TASK TO COMPLETE: Copy out exactly the lines from the line containing "Would you be able to point at the horse's ear" to the end of the listing.

[EXTRACTED ENTRIES Boundary: Start]

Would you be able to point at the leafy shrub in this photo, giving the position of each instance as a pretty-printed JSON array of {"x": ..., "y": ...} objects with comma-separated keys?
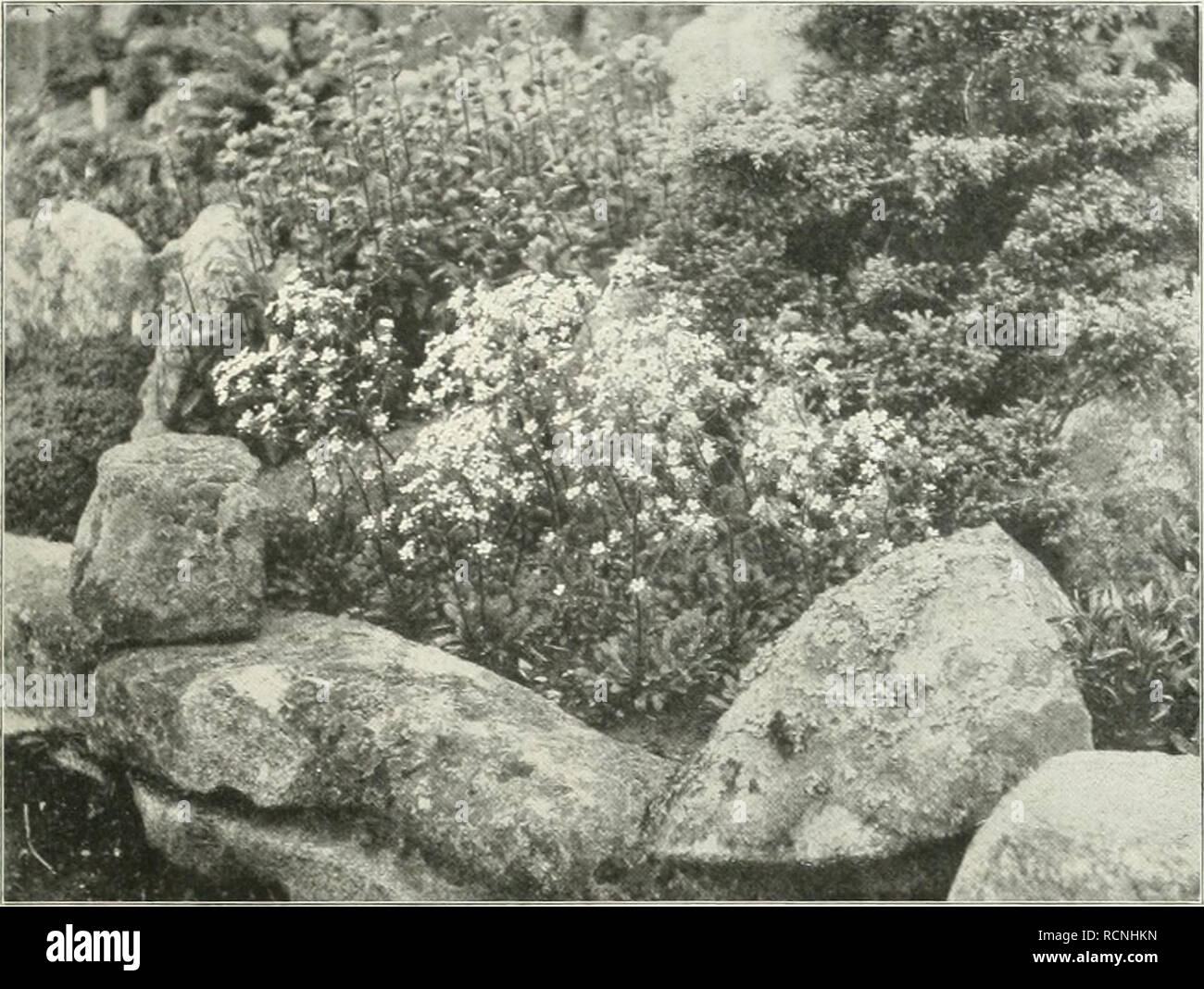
[
  {"x": 1027, "y": 205},
  {"x": 82, "y": 397},
  {"x": 486, "y": 161},
  {"x": 798, "y": 367},
  {"x": 1136, "y": 654}
]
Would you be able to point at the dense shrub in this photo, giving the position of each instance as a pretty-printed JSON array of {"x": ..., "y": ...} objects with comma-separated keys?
[
  {"x": 1039, "y": 204},
  {"x": 396, "y": 184},
  {"x": 1136, "y": 654},
  {"x": 797, "y": 366},
  {"x": 82, "y": 397}
]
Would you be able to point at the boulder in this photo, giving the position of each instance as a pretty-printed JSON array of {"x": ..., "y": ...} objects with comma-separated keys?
[
  {"x": 1133, "y": 459},
  {"x": 758, "y": 44},
  {"x": 1092, "y": 827},
  {"x": 41, "y": 634},
  {"x": 169, "y": 547},
  {"x": 486, "y": 781},
  {"x": 76, "y": 273},
  {"x": 211, "y": 269},
  {"x": 307, "y": 857},
  {"x": 810, "y": 767}
]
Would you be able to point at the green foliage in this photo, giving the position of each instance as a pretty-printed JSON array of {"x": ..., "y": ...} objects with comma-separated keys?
[
  {"x": 799, "y": 364},
  {"x": 484, "y": 163},
  {"x": 1136, "y": 654},
  {"x": 82, "y": 396},
  {"x": 1035, "y": 205}
]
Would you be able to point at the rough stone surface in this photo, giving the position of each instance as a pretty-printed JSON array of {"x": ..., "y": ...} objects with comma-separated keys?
[
  {"x": 81, "y": 273},
  {"x": 742, "y": 41},
  {"x": 40, "y": 632},
  {"x": 157, "y": 502},
  {"x": 211, "y": 269},
  {"x": 305, "y": 857},
  {"x": 823, "y": 784},
  {"x": 408, "y": 735},
  {"x": 1092, "y": 827},
  {"x": 1135, "y": 461}
]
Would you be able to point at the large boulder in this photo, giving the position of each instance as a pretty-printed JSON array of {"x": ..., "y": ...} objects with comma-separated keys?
[
  {"x": 171, "y": 544},
  {"x": 486, "y": 781},
  {"x": 306, "y": 857},
  {"x": 794, "y": 775},
  {"x": 1133, "y": 459},
  {"x": 211, "y": 269},
  {"x": 77, "y": 272},
  {"x": 41, "y": 634},
  {"x": 1092, "y": 827},
  {"x": 758, "y": 44}
]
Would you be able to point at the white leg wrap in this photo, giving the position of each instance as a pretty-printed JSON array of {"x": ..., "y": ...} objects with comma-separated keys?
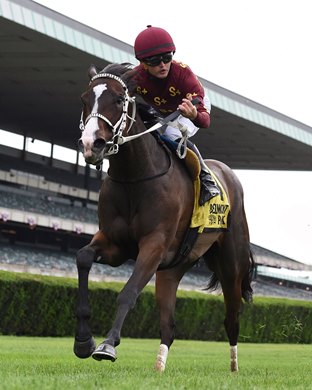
[
  {"x": 234, "y": 359},
  {"x": 161, "y": 358}
]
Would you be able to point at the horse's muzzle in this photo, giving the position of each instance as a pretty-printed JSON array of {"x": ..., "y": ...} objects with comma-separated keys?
[{"x": 93, "y": 153}]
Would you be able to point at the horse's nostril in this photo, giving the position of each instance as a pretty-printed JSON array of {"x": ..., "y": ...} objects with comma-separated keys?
[{"x": 99, "y": 144}]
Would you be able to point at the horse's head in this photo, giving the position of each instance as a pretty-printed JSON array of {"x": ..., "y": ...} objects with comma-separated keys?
[{"x": 105, "y": 112}]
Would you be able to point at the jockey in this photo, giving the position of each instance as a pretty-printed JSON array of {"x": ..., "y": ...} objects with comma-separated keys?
[{"x": 166, "y": 85}]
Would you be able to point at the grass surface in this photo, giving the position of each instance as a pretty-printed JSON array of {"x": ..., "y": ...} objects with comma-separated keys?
[{"x": 49, "y": 363}]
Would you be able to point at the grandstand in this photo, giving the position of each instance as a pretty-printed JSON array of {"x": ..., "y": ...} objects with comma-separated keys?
[{"x": 44, "y": 221}]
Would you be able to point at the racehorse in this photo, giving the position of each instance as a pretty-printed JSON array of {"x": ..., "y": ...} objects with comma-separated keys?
[{"x": 144, "y": 209}]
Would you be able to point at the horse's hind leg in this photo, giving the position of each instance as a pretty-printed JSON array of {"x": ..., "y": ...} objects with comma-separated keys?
[
  {"x": 167, "y": 282},
  {"x": 233, "y": 303},
  {"x": 230, "y": 266}
]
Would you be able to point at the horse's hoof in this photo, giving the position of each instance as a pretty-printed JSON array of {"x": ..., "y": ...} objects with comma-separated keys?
[
  {"x": 84, "y": 349},
  {"x": 105, "y": 352}
]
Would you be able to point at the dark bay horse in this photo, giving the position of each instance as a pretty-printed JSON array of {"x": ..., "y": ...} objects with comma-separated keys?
[{"x": 145, "y": 207}]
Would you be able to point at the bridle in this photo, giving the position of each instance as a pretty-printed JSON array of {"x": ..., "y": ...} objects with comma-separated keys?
[{"x": 120, "y": 125}]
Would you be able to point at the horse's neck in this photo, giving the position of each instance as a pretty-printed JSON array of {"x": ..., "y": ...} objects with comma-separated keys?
[{"x": 138, "y": 159}]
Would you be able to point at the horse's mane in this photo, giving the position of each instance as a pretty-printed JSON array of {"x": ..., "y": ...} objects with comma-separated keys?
[{"x": 127, "y": 73}]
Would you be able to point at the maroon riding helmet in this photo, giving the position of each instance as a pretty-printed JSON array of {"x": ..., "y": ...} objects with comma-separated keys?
[{"x": 153, "y": 41}]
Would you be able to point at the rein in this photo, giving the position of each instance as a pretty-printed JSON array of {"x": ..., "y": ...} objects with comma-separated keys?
[{"x": 120, "y": 125}]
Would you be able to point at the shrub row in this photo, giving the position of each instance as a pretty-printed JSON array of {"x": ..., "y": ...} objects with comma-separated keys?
[{"x": 45, "y": 306}]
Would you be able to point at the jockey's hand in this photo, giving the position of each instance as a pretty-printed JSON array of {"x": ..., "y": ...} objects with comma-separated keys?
[{"x": 188, "y": 110}]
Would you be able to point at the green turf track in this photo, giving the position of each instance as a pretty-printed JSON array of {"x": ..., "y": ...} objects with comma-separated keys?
[{"x": 49, "y": 363}]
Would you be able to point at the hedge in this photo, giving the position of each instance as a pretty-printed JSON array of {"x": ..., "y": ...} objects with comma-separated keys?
[{"x": 36, "y": 305}]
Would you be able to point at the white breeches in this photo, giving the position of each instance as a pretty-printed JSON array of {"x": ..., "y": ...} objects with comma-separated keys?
[{"x": 173, "y": 130}]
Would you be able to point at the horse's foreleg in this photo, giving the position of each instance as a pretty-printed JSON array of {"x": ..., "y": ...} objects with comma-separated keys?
[
  {"x": 143, "y": 271},
  {"x": 84, "y": 343},
  {"x": 167, "y": 282}
]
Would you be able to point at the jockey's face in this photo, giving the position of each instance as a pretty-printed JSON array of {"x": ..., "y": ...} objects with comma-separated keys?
[{"x": 158, "y": 66}]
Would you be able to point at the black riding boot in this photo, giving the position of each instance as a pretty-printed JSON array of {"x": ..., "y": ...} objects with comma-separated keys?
[{"x": 208, "y": 187}]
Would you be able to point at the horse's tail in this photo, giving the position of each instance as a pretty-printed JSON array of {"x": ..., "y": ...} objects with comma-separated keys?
[{"x": 247, "y": 290}]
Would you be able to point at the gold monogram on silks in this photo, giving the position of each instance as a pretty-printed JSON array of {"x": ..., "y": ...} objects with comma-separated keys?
[{"x": 214, "y": 214}]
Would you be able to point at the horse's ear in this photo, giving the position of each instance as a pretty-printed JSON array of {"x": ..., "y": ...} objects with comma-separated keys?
[
  {"x": 130, "y": 80},
  {"x": 92, "y": 71}
]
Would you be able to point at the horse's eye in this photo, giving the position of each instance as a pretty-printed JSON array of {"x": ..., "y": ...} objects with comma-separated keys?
[{"x": 120, "y": 99}]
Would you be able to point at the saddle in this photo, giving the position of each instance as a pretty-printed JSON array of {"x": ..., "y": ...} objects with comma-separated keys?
[{"x": 213, "y": 216}]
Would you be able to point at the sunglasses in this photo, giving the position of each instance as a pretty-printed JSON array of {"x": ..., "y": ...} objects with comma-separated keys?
[{"x": 156, "y": 60}]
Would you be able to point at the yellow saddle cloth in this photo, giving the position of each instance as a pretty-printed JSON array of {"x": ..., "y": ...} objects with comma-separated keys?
[{"x": 214, "y": 214}]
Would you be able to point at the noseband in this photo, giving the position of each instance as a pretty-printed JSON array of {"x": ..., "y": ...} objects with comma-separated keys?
[{"x": 121, "y": 124}]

[EXTRACTED ENTRIES Boundary: End]

SOLUTION TO THIS TASK:
Would you be able to point at the horse's ear in this photo, giving the position of each instance as a pretty-printed JSON array of {"x": ..., "y": ...} objects with comma-separated keys?
[
  {"x": 130, "y": 80},
  {"x": 92, "y": 71}
]
Would you be able to point at the horse's eye in this photo, giving the position of each instance as a pretty-printed JSON array of {"x": ..., "y": ...} objects with comma-separated keys?
[{"x": 120, "y": 99}]
Would you be able to point at the saddle in this photo, giving the position of each instance as a pretty-printed JSON array of {"x": ..., "y": ...} objects with comma-separated keys?
[{"x": 213, "y": 216}]
Would you be able to point at the sunglasses in this photo, giving the position of each instance as a pretty-printed JSON array of {"x": ..., "y": ...} objects with comma-separated keys?
[{"x": 156, "y": 60}]
Would you be able to point at the yellow saddle cloth in this photo, giving the position of each instance as a pretty-printed JSON array of {"x": ..., "y": ...} objects with comma-separated keys?
[{"x": 214, "y": 214}]
Would you be able to point at the noseband in this photo, giving the position of each instance as a pretty-printed JSON array of {"x": ..., "y": ...} objects with comma-separated keys?
[{"x": 121, "y": 124}]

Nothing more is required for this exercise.